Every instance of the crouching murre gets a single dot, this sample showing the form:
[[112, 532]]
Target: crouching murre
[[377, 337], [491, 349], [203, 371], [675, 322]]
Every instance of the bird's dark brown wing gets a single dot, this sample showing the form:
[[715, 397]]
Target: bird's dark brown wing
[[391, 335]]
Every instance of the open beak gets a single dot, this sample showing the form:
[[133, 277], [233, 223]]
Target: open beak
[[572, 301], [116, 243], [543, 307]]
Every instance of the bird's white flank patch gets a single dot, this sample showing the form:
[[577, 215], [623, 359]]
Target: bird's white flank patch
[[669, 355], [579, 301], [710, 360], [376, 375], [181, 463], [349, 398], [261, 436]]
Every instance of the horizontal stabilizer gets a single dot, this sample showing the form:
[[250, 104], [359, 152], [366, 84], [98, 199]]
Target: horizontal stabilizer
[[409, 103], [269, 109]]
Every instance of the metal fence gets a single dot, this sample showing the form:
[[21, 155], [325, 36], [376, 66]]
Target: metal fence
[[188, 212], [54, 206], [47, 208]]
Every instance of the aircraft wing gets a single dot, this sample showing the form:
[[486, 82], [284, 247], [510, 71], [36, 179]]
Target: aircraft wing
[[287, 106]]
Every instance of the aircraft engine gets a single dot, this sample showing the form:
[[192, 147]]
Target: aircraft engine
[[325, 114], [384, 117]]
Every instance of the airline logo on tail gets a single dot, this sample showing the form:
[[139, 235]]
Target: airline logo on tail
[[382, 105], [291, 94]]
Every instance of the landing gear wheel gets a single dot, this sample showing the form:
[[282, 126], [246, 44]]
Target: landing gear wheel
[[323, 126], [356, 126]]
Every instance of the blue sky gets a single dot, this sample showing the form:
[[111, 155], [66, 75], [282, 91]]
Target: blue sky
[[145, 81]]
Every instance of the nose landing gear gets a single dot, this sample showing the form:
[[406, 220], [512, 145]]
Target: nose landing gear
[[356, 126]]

-------

### What is asked:
Convert every line of the records above into a Markdown table with the columns Row and Record Text. Number the lines in order and omit any blank lines.

### Task answer:
| Row | Record Text |
|---|---|
| 1 | Every instance of the crouching murre gets a single dot, this sample showing the form: |
| 2 | [[112, 532]] |
| 3 | Target: crouching murre |
| 4 | [[377, 337], [491, 349], [203, 371], [675, 322]] |
| 5 | Every instance of the bird's dark brown wing gets a single dot, this sample showing the form: |
| 6 | [[715, 397]] |
| 7 | Target: bird's dark brown wing |
| 8 | [[391, 335]] |
| 9 | Every instance of the open beak gets a single dot, this sample showing the form: |
| 10 | [[133, 277], [233, 223]] |
| 11 | Target: open beak |
| 12 | [[572, 301], [116, 243], [543, 307]] |
| 13 | Every instance of the bird's white flank patch gets a single dot, this sample showing the form: |
| 14 | [[577, 215], [623, 359]] |
| 15 | Target: bird's white flank patch |
| 16 | [[669, 355], [579, 301], [710, 360], [376, 375], [181, 463], [349, 398], [261, 436]] |
| 17 | Every instance of the horizontal stabilizer gets a single dot, this sample showing the form: |
| 18 | [[250, 104], [359, 152], [366, 84], [98, 199]] |
| 19 | Target: horizontal stabilizer |
| 20 | [[409, 103], [269, 109]] |
| 21 | Every instance of the metal fence gets a single dot, this sample showing the form: |
| 22 | [[21, 155], [325, 36], [376, 66]] |
| 23 | Target: metal fence |
| 24 | [[188, 212], [54, 206], [47, 208]] |
| 25 | Every instance of the aircraft wing gets a single dot, this sample showing the form: |
| 26 | [[486, 82], [284, 247], [510, 71], [36, 179]] |
| 27 | Target: aircraft wing |
| 28 | [[287, 106]] |
| 29 | Every instance of the aircraft engine gets a single dot, this sample showing the form: |
| 30 | [[192, 147]] |
| 31 | Target: aircraft engine |
| 32 | [[325, 114], [384, 117]] |
| 33 | Every instance of the airline logo on tail gets a single dot, this sample showing the form: |
| 34 | [[139, 235]] |
| 35 | Target: airline logo on tail |
| 36 | [[382, 105], [291, 94]] |
| 37 | Every instance of the landing gear wheel gets a single dot, this sample showing the form: |
| 38 | [[282, 126], [246, 44]] |
| 39 | Target: landing gear wheel |
| 40 | [[323, 126], [356, 126]] |
| 41 | Every instance of the blue sky gets a single dot, this sample showing the form: |
| 42 | [[111, 155], [66, 75], [282, 91]] |
| 43 | Target: blue sky |
| 44 | [[145, 81]] |
| 45 | Every instance of the nose landing gear gets a single dot, this sample showing the form: |
| 46 | [[406, 220], [512, 145]] |
| 47 | Target: nose landing gear |
| 48 | [[356, 126]] |